▸ PASSAGE SHOWN
########################################

The newly-approved National Co-operative Exports Limited (NCEL) will cover agriculture and allied activities as well as handloom and handicrafts items by enrolling a large number of co-operatives under its fold with a target to double its revenue by 2025 from the current level of about ₹2,160 crore among 10 major co-operatives that will be its members.
NCEL will have an authorised share capital of ₹2,000 crore in which the initial paid-up share capital will be ₹500 crore to be contributed equally by Indian Farmers Fertilizer Cooperative (IFFCO), Krishak Bharati Cooperative (KRIBHCO), National Agricultural Cooperative Marketing Federation of India (NAFED), Gujarat Cooperative Milk Marketing Federation (GCMMF) and National Cooperative Development Corporation (NCDC), sources said. The Cabinet last week approved its creation.
Main issues
Initially, the registered office will be in New Delhi and NCEL will start operating from GCMMF’s Delhi office, sources said.
In the co-operative sector, the export turnover of GCMMF which owns the AMUL brand, was highest at ₹1,530 crore whereas its turnover was ₹46,481 crore in 2021-22. In all the other cooperatives, the revenue from export is even lower against turnover, officials pointed out.
“Sufficient finance, export orientation, adequate infrastructure, standardisation, market awareness and certification of products are some of the main issues that need to be addressed for growth of exports by cooperatives,” an official said. Proper institutional support for aggregation of domestic surplus, working capital, logistics, technical know-how and training are required by the cooperatives to raise their share in export basket, the official added.
“Only a few co-operatives are directly involved in exports despite their widespread presence and substantial contribution in the economy,” the official said, adding NCEL could easily help double the export turnover of co-operatives in the next two years.

########################################

▸ DATASET ENTRIES
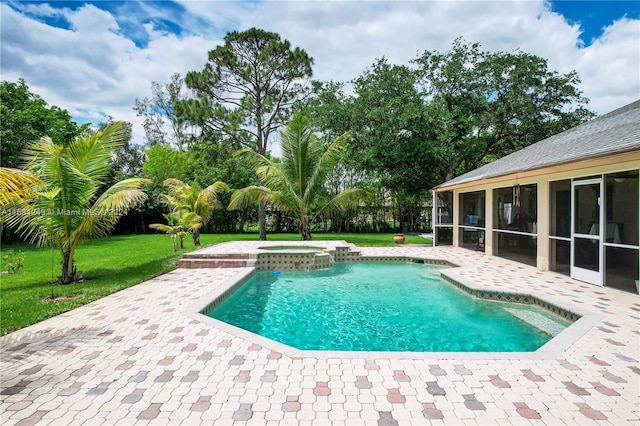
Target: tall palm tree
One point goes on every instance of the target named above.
(67, 208)
(191, 207)
(296, 184)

########################################

▸ EXERCISES TO COMPLETE
[1] According to the article on National Co-operative Exports Limited, what will the authorized share capital of NCEL be?
[2] Update the article on National Co-operative Exports Limited from "NCEL will have" up to and including "approved its creation.", replacing "₹500 crore" with "₹600 crore".
[3] Write the next part of the article on National Co-operative Exports Limited, following on from its final paragraph.
The entries have no connection to the article on National Co-operative Exports Limited.

▸ TASK ANSWERS
[1] ₹2,000 crore.

[2]
NCEL will have an authorised share capital of ₹2,000 crore in which the initial paid-up share capital will be ₹600 crore to be contributed equally by Indian Farmers Fertilizer Cooperative (IFFCO), Krishak Bharati Cooperative (KRIBHCO), National Agricultural Cooperative Marketing Federation of India (NAFED), Gujarat Cooperative Milk Marketing Federation (GCMMF) and National Cooperative Development Corporation (NCDC), sources said. The Cabinet last week approved its creation.

[3]
Operating as biz entity
As there is no financial contribution by the Centre nor its interference in management of NCEL, the society is likely to operate purely as a business entity, similar to what AMUL has demonstrated, the official said. However, some experts said that unless it gets into direct export on its own, the fate of NCEL could be similar to NAFED.
Agri cooperative NAFED was government’s canalising agency for export of onion for a number of years and it used to certify export deals entered by private traders with importers.
Experts have also warned that NCEL should not be made dependent on government-to-government (G2G) business as any geopolitical conflict may have adverse implications. The byelaws, however, allow NCEL to act as an umbrella organisation for working as an Export Business House for goods and services of co-operatives and other related entities including G2G trade with support from Commerce and External Affairs ministries.
As NCEL has been tasked to organise trade fairs, exhibitions and buyer-seller meets, an over enlarging role may be seen as a conflict of interest as there are several commodity Boards already entrusted with the same task, an expert said.
The area of operations marked for NCEL includes agriculture, horticulture, dairy, poultry, livestock, fisheries (including marine), sugar, spices, organic products, fertilizer, handloom, handicraft, textile, tea, coffee, minor forest produce, Ayurvedic and herbal medicines, processed food and leather.